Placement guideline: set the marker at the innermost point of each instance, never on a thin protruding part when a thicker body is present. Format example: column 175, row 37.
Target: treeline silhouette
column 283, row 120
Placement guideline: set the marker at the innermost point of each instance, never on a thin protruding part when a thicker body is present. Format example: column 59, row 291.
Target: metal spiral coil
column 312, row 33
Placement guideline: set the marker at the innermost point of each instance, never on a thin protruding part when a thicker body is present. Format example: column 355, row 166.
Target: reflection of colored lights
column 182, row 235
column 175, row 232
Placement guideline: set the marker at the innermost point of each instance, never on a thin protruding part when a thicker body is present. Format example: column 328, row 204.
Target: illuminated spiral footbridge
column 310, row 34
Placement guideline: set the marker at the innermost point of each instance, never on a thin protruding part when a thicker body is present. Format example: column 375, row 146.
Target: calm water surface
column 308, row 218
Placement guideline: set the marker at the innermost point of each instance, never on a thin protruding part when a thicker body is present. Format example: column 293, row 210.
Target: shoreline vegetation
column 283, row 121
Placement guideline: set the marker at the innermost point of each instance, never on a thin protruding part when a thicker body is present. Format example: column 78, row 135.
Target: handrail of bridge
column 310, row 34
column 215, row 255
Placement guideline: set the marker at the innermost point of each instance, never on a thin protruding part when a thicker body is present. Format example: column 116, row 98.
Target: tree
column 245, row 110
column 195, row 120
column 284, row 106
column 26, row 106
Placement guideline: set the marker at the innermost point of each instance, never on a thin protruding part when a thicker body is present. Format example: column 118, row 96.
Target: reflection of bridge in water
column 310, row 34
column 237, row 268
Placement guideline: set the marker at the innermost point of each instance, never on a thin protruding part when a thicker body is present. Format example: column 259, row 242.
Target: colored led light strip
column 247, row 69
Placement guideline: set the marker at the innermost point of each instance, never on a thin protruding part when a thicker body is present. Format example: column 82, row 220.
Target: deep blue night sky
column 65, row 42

....

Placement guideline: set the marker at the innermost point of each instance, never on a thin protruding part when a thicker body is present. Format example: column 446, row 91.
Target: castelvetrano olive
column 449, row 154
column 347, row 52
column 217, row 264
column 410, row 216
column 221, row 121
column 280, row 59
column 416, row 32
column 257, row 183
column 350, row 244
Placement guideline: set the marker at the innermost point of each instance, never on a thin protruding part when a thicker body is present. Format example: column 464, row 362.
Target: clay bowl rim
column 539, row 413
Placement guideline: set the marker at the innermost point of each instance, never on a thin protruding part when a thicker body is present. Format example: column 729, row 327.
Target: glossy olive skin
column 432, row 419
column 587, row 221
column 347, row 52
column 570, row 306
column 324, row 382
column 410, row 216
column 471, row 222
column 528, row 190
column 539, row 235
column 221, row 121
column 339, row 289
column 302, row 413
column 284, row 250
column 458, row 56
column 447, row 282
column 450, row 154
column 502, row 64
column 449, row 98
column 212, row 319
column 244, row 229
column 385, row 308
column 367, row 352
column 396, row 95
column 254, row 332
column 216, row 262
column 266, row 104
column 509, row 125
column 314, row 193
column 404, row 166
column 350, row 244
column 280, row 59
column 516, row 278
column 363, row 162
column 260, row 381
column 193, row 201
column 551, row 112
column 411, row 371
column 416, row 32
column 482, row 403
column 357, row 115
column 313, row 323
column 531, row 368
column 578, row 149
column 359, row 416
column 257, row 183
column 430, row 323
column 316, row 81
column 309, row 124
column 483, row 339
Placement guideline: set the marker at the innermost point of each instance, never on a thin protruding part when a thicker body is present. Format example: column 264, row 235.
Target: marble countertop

....

◆ TASK PROMPT ◆
What you return should be exactly the lines above, starting at the one with "175, row 37." and ending at the one with "59, row 291.", and nothing else.

◆ ANSWER FOR THE TASK ◆
Placement guideline: set the marker at the innermost point of each instance, never on a thin protruding part when a thicker body is present. Format example: column 175, row 37.
Target: treeline silhouette
column 283, row 120
Placement guideline: set the marker at the innermost point of each instance, never on a thin protruding part when a thicker body is present. Format example: column 59, row 291.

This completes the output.